Kaynak metin:
İZMİR - Konu hakkında açıklama yapan Tanrıkulu; Son günlerde artan terör olaylarında birçok sivil ve güvenlik personeli şehit düşmekte ve geride acılı aileler kalmaktadır. Hükûmet yetkilileri de; bu acı tablolara karşılık sürekli aynı tarzda açıklamalar yaparak, ‘olayın kınandığı, lanetlendiği, gerekli tedbirlerin alınacağı’ vb. gibi artık vatandaşımızın nezdinde güven telkin etmeyen sözler sarf etmektedirler. Diğer yandan bugüne kadar terör örgütünün kaçırmış olduğu kamu görevlisi ve sivil vatandaşlarımızın akıbetinden ve bu konuda yapılan çalışmalar hakkında haber alınamamaktadır.

Verilen görev 1:
Terör olaylarıyla ilgili metne dayanarak şu soruları yanıtlayın:
(a) Son günlerde artan terör olaylarında kimlerin şehit düştüğü belirtiliyor?
(b) Hükûmet yetkililerinin açıklamalarında hangi sözlerin yer aldığı aktarılıyor?
(c) Terör örgütünün kaçırdığı kimlerin akıbetinden haber alınamadığı söyleniyor?
Verilen görev 2:
Terör olaylarıyla ilgili metni son cümlesinden sonra birkaç cümleyle sürdürün.

Gösterilen malzeme:
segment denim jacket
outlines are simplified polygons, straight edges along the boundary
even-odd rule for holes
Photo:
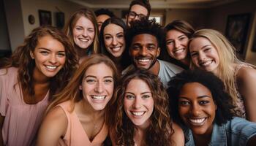
[[[183,127],[185,135],[185,145],[195,145],[192,131]],[[248,140],[256,135],[256,123],[249,122],[244,118],[235,117],[222,126],[214,123],[211,133],[211,146],[244,146]]]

Yanıt 1:
(a) Birçok sivil ve güvenlik personeli şehit düşüyor.
(b) Olayın kınandığı, lanetlendiği ve gerekli tedbirlerin alınacağı sözleri yer alıyor.
(c) Kaçırılan kamu görevlileri ile sivil vatandaşların akıbetinden haber alınamıyor.

Yanıt 2:
04.03.2010 tarihli ve 27511 Sayı ile Resmî Gazete’de yayınlanarak yürürlülüğe giren 5952 Sayılı ‘Kamu Düzeni Ve Güvenliği Müsteşarlığı’nın Teşkilat Ve Görevleri Hakkında Kanun’nun 4’üncü maddesine göre güvenlik kuruluşları ve ilgili kurumlar arasında terörle mücadele alanında gerekli koordinasyonu sağlamak, bu alandaki politika ve uygulamaları değerlendirmek amacıyla Terörle Mücadele Koordinasyon Kurulu kurulmuştur. Bu kurul bugüne kadar kaç kez toplanmış ve hangi kararları almıştır?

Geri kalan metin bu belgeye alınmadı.